• **GIVEN TASK**:
Your task is to reproduce exactly the lines from the line with "If you could drop a marker on the blurred" through the end of the records below.

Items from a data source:
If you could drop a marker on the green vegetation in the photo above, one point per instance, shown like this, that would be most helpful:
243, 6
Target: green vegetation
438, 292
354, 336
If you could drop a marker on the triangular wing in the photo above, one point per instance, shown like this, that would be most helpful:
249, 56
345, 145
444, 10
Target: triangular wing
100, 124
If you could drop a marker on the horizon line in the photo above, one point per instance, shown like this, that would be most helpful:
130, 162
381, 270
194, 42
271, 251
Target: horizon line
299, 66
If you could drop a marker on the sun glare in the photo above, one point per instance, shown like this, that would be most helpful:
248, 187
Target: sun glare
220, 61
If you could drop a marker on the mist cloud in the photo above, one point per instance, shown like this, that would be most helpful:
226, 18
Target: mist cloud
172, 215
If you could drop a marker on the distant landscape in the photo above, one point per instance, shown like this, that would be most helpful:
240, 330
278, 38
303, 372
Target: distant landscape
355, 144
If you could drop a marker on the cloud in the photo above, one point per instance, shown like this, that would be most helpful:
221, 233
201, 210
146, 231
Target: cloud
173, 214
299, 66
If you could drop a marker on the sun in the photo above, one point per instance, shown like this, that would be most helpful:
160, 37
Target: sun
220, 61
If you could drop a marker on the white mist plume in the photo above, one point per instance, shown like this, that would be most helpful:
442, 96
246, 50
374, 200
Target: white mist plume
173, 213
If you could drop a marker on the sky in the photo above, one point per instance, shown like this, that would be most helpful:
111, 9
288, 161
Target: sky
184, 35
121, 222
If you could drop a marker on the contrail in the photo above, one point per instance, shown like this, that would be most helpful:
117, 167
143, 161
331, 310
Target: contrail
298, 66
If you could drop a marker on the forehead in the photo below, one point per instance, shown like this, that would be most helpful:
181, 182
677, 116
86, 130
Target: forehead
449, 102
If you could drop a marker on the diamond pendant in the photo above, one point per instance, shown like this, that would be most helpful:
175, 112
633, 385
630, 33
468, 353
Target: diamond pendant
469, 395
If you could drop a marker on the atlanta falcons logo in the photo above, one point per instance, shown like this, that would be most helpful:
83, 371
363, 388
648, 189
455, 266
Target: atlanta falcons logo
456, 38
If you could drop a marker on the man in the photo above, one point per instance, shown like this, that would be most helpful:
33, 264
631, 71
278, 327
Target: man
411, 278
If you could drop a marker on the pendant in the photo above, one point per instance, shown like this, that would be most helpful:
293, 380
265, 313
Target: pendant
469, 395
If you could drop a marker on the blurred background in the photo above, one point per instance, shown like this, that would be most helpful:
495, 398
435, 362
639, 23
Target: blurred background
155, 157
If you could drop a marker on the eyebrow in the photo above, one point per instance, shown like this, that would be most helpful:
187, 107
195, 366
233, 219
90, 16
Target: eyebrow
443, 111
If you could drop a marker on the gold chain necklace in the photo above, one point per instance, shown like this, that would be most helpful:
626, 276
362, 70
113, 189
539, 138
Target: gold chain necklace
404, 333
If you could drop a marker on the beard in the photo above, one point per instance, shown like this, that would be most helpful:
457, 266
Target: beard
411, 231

• **RESULT FOR THIS TASK**:
If you could drop a marker on the blurred background in the photo above, one point per instance, shown like this, that would be most helpful:
495, 398
435, 362
639, 23
Target: blurred background
155, 157
If you could drop a marker on the eyebrow in the photo above, one point per instance, shown like this, that would be most helpful:
187, 107
195, 366
233, 219
90, 16
Target: eyebrow
443, 111
If you could drop a marker on the gold chain necklace in the photo above, one point per instance, shown like this, that would be most helpful:
626, 276
362, 70
113, 189
539, 138
Target: gold chain necklace
404, 333
If you could drop a marker on the beard in the photo above, one point per instance, shown like this, that would be most helpful:
457, 266
Target: beard
411, 231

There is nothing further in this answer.